## What the task asks
Reproduce the records exactly, beginning with their first line and ending with the line that contains "Task: point to each instance of the striped", and output nothing more.

## Point-per-instance localization data
* * * * * * *

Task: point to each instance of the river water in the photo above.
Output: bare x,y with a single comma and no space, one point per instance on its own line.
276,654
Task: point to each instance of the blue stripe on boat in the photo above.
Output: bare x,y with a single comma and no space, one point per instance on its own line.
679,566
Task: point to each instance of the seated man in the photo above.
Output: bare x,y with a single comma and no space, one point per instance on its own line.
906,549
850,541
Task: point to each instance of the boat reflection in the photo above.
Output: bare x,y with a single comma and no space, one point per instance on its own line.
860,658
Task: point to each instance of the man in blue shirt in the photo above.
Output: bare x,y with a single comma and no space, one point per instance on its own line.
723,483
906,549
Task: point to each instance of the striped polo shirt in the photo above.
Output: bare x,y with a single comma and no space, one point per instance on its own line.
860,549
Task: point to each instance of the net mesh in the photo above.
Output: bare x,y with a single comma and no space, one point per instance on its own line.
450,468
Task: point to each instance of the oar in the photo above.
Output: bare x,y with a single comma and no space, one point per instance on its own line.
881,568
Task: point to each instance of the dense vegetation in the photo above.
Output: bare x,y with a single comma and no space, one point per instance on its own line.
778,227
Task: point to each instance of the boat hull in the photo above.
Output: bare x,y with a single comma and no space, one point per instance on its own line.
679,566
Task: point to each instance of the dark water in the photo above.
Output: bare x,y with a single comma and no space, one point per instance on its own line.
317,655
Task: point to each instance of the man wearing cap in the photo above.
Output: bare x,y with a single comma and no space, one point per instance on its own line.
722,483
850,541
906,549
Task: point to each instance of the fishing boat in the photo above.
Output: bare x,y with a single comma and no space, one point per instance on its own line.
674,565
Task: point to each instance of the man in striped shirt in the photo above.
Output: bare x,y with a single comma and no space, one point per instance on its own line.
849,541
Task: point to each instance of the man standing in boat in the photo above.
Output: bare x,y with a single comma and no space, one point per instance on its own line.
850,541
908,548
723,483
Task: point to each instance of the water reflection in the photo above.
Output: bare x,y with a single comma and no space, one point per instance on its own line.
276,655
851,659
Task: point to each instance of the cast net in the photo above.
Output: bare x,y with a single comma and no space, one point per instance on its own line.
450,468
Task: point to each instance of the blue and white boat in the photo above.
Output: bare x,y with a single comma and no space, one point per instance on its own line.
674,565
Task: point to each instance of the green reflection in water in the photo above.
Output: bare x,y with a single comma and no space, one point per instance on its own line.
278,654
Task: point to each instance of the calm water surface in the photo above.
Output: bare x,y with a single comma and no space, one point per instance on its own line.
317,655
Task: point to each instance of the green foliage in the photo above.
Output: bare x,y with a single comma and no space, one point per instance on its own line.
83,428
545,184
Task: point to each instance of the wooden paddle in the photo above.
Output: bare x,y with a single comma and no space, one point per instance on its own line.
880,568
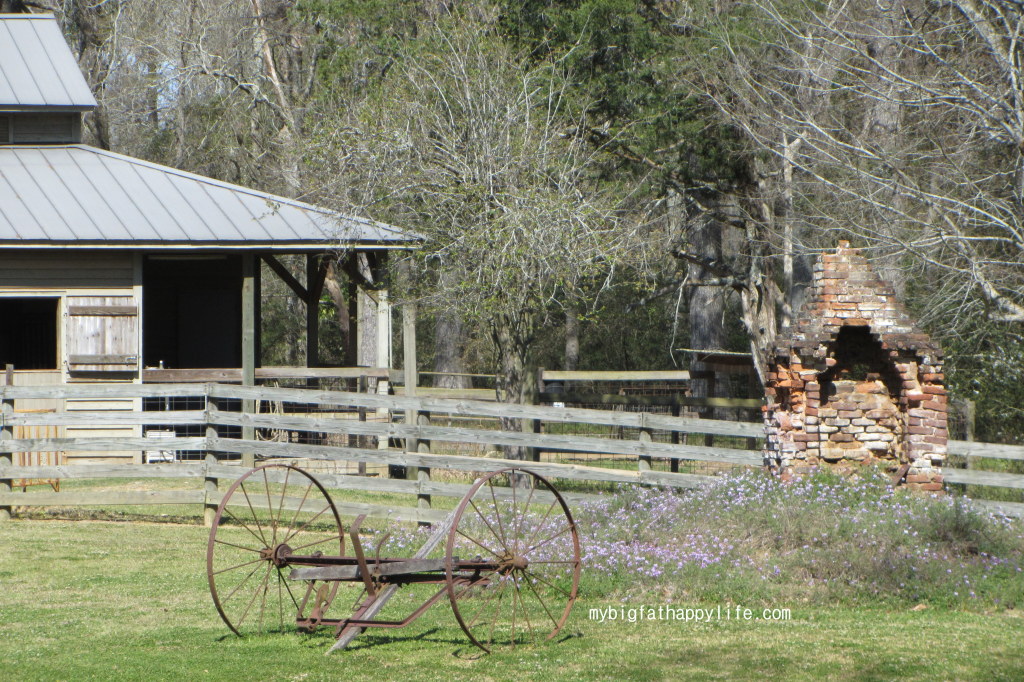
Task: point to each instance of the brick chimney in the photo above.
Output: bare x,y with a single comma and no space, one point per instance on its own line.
853,381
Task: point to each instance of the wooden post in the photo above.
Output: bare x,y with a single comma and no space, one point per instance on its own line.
674,464
422,474
210,487
249,295
644,462
970,412
360,440
312,312
6,433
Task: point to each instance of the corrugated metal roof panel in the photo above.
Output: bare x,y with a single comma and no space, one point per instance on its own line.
37,68
70,194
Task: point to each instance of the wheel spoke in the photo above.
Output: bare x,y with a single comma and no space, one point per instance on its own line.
243,524
550,585
554,537
316,542
262,586
244,549
239,586
522,517
498,513
537,594
255,517
269,509
239,565
493,531
540,525
477,543
307,522
295,516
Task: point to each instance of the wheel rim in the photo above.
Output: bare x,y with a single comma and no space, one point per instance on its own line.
531,537
266,514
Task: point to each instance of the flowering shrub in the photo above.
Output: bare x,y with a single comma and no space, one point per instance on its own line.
821,538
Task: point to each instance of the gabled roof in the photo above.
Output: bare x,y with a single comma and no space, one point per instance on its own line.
78,196
37,69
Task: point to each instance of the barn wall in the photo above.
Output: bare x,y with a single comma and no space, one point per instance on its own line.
97,292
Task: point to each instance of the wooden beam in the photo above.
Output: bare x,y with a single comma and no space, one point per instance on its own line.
315,273
286,275
249,294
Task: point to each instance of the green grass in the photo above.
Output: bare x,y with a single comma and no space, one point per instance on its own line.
128,601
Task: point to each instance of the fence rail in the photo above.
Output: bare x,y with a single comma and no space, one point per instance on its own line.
346,414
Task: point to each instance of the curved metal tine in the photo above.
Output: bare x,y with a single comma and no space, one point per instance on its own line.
259,526
544,604
295,516
540,525
499,538
239,587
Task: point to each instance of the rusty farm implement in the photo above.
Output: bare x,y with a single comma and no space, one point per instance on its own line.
507,559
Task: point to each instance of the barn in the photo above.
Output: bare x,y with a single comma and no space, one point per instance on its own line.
117,269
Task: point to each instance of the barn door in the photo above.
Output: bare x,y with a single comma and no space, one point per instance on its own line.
102,334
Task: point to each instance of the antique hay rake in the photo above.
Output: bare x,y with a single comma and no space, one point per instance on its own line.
509,564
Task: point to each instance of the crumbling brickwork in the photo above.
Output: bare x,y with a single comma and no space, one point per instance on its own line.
853,381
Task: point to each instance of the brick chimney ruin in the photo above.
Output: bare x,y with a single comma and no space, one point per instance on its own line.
853,381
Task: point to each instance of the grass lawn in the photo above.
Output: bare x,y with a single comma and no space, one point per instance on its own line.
112,600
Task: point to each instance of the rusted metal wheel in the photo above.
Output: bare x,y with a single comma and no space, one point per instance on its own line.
525,541
267,514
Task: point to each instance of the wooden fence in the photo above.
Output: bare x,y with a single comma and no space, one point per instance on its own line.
227,426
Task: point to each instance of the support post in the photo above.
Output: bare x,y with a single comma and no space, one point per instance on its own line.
422,474
644,462
249,303
6,433
210,482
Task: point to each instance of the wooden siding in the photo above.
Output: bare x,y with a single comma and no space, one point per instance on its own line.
101,334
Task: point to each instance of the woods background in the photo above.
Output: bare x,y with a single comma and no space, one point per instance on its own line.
602,182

* * * * * * *

## Output of the task
Task: point to each instance of the river water in the photo above.
Output: bare x,y with a single comma and no space, one point per instance on its own line.
276,654
Task: point to each instance of the blue stripe on boat in the photo above.
Output: bare x,y with a single comma and no space, one point per instance on its own line.
679,566
Task: point to each instance of the seated man in the photo above.
Output: bare x,y with a single comma and no space, one point per instance on its own line.
906,549
850,541
Task: point to each instance of the boat reflection in the photo above.
Output: bare x,y with a single comma and no space, one point per instance on its own line.
860,658
Task: point to each instance of the man in blue shirt in the photo above.
Output: bare x,y with a single comma and no space, one point per instance on its own line.
723,483
906,549
Task: point to each instance of the striped polo shirt in the photo above.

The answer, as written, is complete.